§ TASK DIRECTIONS
Turn every line of the items below into a numbered list, dropping any blank lines.

─── SUPPLIED INFORMATION

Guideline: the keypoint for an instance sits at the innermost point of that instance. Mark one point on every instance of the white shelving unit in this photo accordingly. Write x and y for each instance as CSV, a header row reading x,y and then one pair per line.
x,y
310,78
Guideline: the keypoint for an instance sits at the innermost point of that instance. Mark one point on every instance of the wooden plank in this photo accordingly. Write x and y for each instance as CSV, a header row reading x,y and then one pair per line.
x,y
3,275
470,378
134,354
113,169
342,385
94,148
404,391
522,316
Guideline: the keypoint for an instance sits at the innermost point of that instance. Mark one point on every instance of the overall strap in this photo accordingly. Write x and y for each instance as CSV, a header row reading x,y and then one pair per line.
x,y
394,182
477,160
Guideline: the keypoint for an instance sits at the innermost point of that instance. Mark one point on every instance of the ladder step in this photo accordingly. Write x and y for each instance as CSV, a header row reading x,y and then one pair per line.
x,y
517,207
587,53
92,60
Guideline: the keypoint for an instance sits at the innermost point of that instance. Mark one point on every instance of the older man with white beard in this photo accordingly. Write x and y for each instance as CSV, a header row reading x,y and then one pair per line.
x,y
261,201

──────

§ THE COMPLETED TASK
1. Guideline: the keypoint for an instance sits at the innermost point of that instance. Mark one point on every instance of the white shelving unit in this photo accordingly. Write x and y for each instance as CSV, a header row reading x,y and then one pair per line.
2. x,y
3. 310,78
4. Guideline: the keypoint for an instance sits at the innermost point of that instance. Mark one point on every instance of the wooden plank in this photo accordingly. Write x and y for each instance as CSV, a header row reading x,y and then one pair per line.
5. x,y
6. 3,275
7. 470,378
8. 134,354
9. 113,169
10. 342,385
11. 94,148
12. 404,391
13. 522,316
14. Guideline: the keypoint for an instance sits at the innermost point of that instance. Mark one point on every instance of the overall strap in this photo accordingly. Write x and y for each instance as CSV, a header row reading x,y and then one pair per line.
15. x,y
16. 394,182
17. 477,160
18. Guideline: the keypoint for an instance sits at the innermost point of that instance. Mark one point on every instance of the ladder step in this photo accordingly. Write x and y for each instance as CSV, a header row reading x,y and then one pair per line.
19. x,y
20. 517,207
21. 587,53
22. 92,60
23. Guideline: the keypoint for an instance sits at the innermost point of that instance. Mark one point on every instance of the older man with white beard in this photo accordingly. Write x and y for each instance as CSV, a header row reading x,y and then one pair per line.
24. x,y
25. 261,201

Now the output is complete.